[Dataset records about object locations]
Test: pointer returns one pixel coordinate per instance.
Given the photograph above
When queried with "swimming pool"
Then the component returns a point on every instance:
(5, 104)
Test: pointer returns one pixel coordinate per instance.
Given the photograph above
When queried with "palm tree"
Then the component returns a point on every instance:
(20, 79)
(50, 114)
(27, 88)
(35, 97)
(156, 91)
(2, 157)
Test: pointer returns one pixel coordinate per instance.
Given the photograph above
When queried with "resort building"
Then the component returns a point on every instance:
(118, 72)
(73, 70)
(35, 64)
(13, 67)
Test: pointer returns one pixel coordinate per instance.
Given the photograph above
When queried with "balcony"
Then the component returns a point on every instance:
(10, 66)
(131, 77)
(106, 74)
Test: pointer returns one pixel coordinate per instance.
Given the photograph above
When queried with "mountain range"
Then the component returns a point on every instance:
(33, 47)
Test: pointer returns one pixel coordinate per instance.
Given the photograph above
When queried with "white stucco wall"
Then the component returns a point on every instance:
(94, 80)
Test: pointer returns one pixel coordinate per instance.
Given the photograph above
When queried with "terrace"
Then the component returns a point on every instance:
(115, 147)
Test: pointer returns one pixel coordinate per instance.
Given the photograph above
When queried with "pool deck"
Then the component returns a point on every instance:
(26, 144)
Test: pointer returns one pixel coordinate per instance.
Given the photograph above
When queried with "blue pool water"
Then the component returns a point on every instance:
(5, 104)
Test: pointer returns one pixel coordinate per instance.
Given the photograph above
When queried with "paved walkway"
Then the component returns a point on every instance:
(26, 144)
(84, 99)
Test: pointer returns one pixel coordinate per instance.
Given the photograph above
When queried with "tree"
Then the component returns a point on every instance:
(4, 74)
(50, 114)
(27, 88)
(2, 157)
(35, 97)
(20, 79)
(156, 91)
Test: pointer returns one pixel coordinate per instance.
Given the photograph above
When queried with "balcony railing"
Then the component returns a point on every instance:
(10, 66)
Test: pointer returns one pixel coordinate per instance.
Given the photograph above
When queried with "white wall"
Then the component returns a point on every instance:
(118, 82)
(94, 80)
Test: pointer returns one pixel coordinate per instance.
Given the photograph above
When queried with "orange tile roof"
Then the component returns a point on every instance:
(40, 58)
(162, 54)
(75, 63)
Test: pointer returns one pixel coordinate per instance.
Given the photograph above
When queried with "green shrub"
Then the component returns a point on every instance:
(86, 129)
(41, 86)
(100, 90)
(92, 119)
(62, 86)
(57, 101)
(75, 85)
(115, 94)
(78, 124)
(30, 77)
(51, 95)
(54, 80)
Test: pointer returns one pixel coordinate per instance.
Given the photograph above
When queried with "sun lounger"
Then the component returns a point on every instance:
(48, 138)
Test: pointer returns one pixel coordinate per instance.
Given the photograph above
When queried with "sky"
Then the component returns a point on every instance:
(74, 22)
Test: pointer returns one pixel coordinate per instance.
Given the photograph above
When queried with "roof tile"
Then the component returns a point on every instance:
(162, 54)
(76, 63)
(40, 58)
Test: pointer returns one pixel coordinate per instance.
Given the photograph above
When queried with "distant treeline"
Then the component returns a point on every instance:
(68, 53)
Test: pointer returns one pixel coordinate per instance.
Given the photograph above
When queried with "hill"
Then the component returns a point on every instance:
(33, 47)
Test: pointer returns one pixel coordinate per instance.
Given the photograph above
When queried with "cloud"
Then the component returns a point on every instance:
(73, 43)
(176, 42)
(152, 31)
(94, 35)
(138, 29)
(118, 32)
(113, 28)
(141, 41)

* Prompt *
Give back all the data exactly as written.

* Completed task *
Test: pointer returns one pixel coordinate per instance.
Given the photograph above
When queried with "swimming pool"
Then the component returns a point on every instance:
(5, 104)
Test: pointer returns one pixel coordinate per instance.
Given the photograph above
When queried with "palm tree"
Then the component returns a point on every instance:
(20, 79)
(50, 114)
(27, 88)
(35, 97)
(156, 91)
(2, 157)
Test: pointer returns one pixel coordinate per instance.
Given the photograph above
When queried with "resort building"
Then the component returns a point on every instance:
(118, 72)
(73, 70)
(35, 64)
(13, 67)
Test: pointer returns one pixel coordinate per instance.
Given the photograph above
When queried with "balcony"
Then the component returns a point on every instance:
(10, 66)
(131, 77)
(106, 74)
Test: pointer returns one pixel coordinate per instance.
Given the photograph above
When queried with "mountain range"
Then the component returns a point on every instance:
(33, 47)
Test: pointer returns one pixel coordinate per instance.
Given the photograph above
When queried with "white stucco wall"
Then the component returns a point on every instance:
(94, 80)
Test: pointer returns one pixel coordinate per instance.
Given the photograph above
When queried with "terrace"
Then the component returns a point on every instance:
(115, 147)
Test: pointer returns one pixel coordinate per instance.
Given the photograph above
When queried with "pool deck"
Then the component returns a point on every instance:
(26, 144)
Test: pointer returns one pixel coordinate per instance.
Given the photograph above
When queried with "blue pool water"
Then the component returns a point on every instance:
(5, 104)
Test: pointer returns one pixel coordinate per instance.
Given the photograph above
When queried with "paved walkway"
Then the component returns a point on every instance:
(26, 144)
(84, 99)
Test: pointer returns one pixel coordinate per instance.
Given the photograph above
When queried with "tree"
Then the component returns a point on every instance:
(4, 74)
(50, 114)
(27, 88)
(2, 157)
(35, 97)
(20, 79)
(156, 91)
Test: pointer returns one pixel coordinate per instance.
Given the photograph above
When queried with "balcony railing"
Then the component returns a point on every instance:
(10, 66)
Test: pointer returns one pixel coordinate per instance.
Given the photograph above
When queried with "white wall"
Then the component returns a point on every instance:
(118, 82)
(94, 80)
Test: pointer returns one pixel coordinate per instance.
Given the photograph above
When queried with "orange tile roof"
Then the component returns a point on every instance:
(40, 58)
(162, 54)
(75, 63)
Test: pointer returns one pixel coordinate per instance.
Given the photograph above
When queried with "green shrub"
Then the component returns a point on every instance:
(86, 129)
(41, 86)
(100, 90)
(92, 119)
(62, 86)
(57, 101)
(75, 85)
(115, 94)
(78, 124)
(30, 77)
(51, 95)
(54, 80)
Test: pointer returns one pixel coordinate per instance.
Given the photograph above
When queried with "sun lounger"
Then the component returns a point on every instance:
(48, 138)
Test: pointer returns one pixel coordinate per instance.
Given the photograph above
When queried with "sky"
Then the component returns a point on every instance:
(74, 22)
Test: pointer returns one pixel coordinate per instance.
Given the photograph above
When queried with "roof tile"
Then the component returns a point on every instance:
(162, 54)
(76, 63)
(40, 58)
Test: pointer returns one pixel coordinate per instance.
Given the photograph above
When queried with "distant treeline"
Then the component returns a point on every instance:
(68, 53)
Test: pointer returns one pixel coordinate per instance.
Given the photograph above
When queried with "hill"
Then the component returns a point on every instance:
(33, 47)
Test: pointer returns one pixel coordinate per instance.
Given the photograph above
When queried with "cloud"
Then the component returns a point on every instance:
(73, 43)
(176, 42)
(152, 31)
(94, 35)
(138, 29)
(118, 32)
(113, 28)
(141, 41)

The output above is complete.